JOB
In the debate excerpt below, how much would each of the three assistant Whips be entitled to in severance pay under the Opposition's reforms?

DOCUMENT
------------------------------------------------------------------------

My hon. Friend is making a brilliant speech. [Interruption.] He absolutely is. Would he like to comment on Labour Members’ conversion on the road to Damascus, with their sudden desire to tackle something they had 13 long years to do? Not only did they not do it, but they went on to add to the system.
I am grateful for that intervention. It was mentioned earlier—once, if not twice—that in 2010 the Labour party leadership candidates were invited to return their severance payments, having refused to do so. The suggestion that they should was described, on behalf of the Labour party, as “pathetic”.
This motion is half-baked. We have seen over the course of a couple of hours a number of interesting suggestions that could apply to potential legislation in this event. It is clearly an improper use of the disapplication of Standing Order No. 14. Look at the Labour Benches: if it such an emergency, why are those Benches so bare? Even Labour Members of Parliament do not think that this is urgent. I have no hesitation in voting against this motion and I invite everyone else to do the same.
Thank you very much, Mr Deputy Speaker, for the opportunity to wind up this debate. My right hon. Friend the Member for Islington South and Finsbury (Emily Thornberry) and other Opposition Members have laid out very clearly why we need reform and why rules that never envisioned the churn and chaos that we have seen over the past 18 months need to be tightened up.
We have heard from numerous Opposition Members and one or two Government Members as well. The SNP spokesperson, the hon. Member for Aberdeen North (Kirsty Blackman), emphasised just how out of touch this Government are, reminding us of the stark choices that many of our constituents have to make between heating and eating. My hon. Friend the Member for Sefton Central (Bill Esterson) described the case of the three assistant Whips getting two and a half times more in severance pay than they did in salary, taking away some £4,479 each, whereas under our reforms they would only be entitled to £454. He also made the point very clearly that under the leadership of a Labour Government we had 2% growth, whereas, sadly, under this Government we have seen only 1%, which has a huge knock-on effect for all our constituents.
My hon. Friend the Member for Hornsey and Wood Green (Catherine West) also made reference to the hardship faced by her constituents, who are being hammered by record peacetime tax burdens, and called for some contrition from Tory Ministers. My hon. Friend the Member for Ellesmere Port and Neston (Justin Madders) pointed out the anomaly that, under the current system, for just one day in the post of Secretary of State, an MP can receive some £16,000 in severance pay. That is why reform is really needed. He contrasted that with his expert knowledge of what ordinary people can expect in terms of statutory redundancy pay, and the horrible shadow of zero-hours contracts, where people often worry whether they will have enough hours to make ends meet.
My hon. Friend the Member for Stockton North (Alex Cunningham) pointed out that MPs such as Joe Ashton were even questioning back in 1991 whether a full 13 weeks’ severance should be payable for just two years. He would certainly be astounded about MPs taking ministerial severance pay after just a few weeks.
My hon. Friend the Member for Putney (Fleur Anderson) pointed out how nothing got done in the summer of 2022 about matters of immense importance to her constituents, such as cladding. As she reminded us, Labour has full plans, if in government, for a proper ethics and integrity commission to clean up politics.

------------------------------------------------------------------------

DATA EXCERPTS
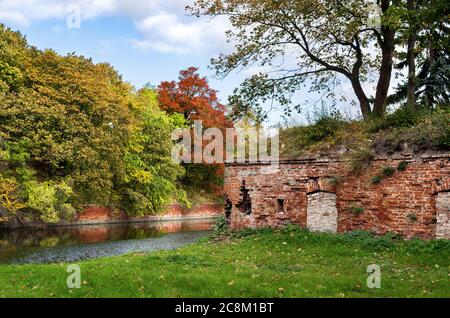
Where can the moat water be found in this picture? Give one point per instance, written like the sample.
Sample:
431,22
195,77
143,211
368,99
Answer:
71,244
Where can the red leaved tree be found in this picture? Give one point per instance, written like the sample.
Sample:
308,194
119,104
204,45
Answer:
192,96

------------------------------------------------------------------------

THE REPLY
£454 each.